» STATED EXERCISE:
Copy the lines from the one containing "the red brick" through the end of the records, changing "red brick pillar" to "gray stone pillar" and keeping everything else the same.

» EXERCISE DATA:
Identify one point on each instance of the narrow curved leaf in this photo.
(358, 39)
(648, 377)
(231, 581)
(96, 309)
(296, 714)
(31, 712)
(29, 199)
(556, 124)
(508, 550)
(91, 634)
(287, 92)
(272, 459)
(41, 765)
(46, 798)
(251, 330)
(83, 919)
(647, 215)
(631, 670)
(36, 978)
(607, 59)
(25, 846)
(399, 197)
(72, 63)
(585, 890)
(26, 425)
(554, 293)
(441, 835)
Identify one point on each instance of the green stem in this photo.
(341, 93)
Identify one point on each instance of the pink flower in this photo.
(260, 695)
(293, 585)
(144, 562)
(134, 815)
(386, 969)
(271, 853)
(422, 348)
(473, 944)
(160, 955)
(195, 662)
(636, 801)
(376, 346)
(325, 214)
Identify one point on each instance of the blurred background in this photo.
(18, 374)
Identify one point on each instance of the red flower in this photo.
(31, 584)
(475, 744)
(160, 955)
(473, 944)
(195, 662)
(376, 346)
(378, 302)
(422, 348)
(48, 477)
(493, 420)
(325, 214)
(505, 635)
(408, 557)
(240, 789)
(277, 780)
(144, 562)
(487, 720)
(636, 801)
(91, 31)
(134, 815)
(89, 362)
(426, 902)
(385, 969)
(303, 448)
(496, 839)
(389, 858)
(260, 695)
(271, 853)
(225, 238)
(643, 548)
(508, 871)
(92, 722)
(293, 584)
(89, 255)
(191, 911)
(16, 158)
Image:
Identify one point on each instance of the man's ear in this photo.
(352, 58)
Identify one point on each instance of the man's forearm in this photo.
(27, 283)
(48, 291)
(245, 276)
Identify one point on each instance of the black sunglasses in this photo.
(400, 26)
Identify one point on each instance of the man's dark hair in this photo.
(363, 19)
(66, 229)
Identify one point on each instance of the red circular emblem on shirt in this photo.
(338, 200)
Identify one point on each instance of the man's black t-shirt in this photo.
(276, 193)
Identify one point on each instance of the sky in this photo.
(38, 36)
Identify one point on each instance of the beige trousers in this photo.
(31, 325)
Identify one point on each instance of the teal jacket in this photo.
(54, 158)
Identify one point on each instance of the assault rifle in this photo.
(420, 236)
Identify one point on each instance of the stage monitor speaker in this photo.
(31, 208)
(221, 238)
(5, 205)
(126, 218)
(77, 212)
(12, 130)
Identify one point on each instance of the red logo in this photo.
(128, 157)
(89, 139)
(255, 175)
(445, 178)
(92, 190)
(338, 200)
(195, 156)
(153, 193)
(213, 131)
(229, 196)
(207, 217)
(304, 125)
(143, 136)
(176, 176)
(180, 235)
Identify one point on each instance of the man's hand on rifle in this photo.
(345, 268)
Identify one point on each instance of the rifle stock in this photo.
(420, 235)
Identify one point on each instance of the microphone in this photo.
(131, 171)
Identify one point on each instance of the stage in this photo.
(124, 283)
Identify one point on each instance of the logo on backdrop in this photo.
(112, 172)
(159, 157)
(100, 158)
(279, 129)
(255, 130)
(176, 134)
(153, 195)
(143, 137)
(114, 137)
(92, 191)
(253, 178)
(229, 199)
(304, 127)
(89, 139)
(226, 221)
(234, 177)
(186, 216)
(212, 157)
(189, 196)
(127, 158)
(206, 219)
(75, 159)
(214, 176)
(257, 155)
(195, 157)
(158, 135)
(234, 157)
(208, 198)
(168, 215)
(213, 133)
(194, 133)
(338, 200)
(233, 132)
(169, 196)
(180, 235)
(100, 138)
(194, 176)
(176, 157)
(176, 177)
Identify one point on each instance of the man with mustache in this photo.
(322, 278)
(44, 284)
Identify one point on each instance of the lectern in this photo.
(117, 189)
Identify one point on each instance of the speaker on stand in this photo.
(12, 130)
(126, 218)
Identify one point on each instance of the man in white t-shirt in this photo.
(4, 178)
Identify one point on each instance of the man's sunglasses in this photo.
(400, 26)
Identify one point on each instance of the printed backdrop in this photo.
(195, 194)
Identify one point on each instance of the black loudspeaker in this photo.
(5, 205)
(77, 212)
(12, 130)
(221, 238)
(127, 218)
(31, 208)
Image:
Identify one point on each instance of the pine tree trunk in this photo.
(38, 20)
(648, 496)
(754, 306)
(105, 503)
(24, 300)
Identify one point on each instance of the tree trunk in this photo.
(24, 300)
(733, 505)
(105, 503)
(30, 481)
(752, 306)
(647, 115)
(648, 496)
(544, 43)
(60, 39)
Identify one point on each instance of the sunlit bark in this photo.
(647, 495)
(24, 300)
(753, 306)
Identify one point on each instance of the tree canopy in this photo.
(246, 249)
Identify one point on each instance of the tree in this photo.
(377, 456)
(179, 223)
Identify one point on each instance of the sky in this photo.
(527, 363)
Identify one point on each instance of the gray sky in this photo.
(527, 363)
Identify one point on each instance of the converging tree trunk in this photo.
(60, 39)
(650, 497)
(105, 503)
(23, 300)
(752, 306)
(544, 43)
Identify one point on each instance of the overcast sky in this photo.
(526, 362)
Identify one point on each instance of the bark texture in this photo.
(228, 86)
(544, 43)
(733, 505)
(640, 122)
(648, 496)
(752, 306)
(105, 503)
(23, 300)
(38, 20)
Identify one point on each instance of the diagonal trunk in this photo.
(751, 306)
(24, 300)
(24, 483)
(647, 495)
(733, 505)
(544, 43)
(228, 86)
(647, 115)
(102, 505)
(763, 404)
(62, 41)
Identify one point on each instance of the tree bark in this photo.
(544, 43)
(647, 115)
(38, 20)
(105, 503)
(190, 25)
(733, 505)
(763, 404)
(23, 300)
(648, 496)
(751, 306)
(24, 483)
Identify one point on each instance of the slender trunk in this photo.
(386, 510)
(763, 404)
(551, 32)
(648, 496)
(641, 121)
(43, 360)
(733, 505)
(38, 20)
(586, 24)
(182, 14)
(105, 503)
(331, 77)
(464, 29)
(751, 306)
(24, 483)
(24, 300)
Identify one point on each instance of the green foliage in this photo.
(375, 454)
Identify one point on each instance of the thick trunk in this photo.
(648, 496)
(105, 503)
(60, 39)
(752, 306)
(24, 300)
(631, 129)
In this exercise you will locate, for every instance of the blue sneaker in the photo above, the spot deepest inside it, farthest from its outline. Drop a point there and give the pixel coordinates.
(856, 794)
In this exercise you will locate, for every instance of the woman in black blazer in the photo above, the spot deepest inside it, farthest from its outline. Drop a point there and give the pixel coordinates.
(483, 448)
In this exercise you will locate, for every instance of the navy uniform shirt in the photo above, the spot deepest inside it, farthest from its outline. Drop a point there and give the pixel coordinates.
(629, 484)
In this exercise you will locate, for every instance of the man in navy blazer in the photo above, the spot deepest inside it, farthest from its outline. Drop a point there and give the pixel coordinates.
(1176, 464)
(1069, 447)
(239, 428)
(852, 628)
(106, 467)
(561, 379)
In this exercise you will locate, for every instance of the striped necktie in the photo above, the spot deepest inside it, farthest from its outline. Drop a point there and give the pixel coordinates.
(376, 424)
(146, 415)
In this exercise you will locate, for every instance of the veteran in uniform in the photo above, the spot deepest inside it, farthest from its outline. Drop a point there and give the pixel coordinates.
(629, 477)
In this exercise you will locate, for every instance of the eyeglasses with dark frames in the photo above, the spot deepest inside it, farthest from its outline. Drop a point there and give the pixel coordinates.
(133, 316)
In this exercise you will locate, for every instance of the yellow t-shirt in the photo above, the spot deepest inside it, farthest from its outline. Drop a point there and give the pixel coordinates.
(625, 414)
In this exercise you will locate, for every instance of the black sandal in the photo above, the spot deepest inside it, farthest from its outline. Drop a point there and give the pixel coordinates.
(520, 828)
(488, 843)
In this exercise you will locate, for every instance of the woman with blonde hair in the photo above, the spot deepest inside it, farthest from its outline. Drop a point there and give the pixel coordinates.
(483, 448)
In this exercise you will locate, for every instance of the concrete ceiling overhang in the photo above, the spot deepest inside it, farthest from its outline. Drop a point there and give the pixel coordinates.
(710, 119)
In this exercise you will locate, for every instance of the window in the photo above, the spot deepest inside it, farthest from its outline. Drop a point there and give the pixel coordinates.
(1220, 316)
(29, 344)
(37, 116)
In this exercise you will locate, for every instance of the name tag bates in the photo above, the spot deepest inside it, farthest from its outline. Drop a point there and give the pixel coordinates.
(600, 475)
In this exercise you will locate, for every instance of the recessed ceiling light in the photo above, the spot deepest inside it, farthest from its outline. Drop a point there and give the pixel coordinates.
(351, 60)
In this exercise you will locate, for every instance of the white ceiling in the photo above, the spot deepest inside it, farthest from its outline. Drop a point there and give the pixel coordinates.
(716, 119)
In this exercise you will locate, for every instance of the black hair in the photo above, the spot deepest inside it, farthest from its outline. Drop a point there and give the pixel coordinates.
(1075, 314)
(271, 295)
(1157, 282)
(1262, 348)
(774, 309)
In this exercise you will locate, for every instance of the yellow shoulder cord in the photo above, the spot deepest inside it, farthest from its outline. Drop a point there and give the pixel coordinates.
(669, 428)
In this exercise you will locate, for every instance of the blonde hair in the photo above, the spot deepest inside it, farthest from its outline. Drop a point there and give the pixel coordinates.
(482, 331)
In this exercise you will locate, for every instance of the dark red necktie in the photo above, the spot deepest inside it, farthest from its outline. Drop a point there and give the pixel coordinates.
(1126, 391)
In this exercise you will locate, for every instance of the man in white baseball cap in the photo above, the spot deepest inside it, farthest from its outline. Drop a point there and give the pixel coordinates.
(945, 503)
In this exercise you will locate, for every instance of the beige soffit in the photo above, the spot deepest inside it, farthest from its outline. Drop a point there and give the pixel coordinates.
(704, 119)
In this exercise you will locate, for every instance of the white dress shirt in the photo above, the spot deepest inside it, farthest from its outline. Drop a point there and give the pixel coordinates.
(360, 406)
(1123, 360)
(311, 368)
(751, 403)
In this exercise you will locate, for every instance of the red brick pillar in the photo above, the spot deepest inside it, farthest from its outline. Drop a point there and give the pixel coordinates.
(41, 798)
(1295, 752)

» ANSWER FOR THIS EXERCISE:
In this exercise you will locate, for every instance of the gray stone pillar in the photo above, the spot deepest inside it, farthest from its outline. Drop a point there and give the pixel coordinates.
(41, 798)
(1295, 752)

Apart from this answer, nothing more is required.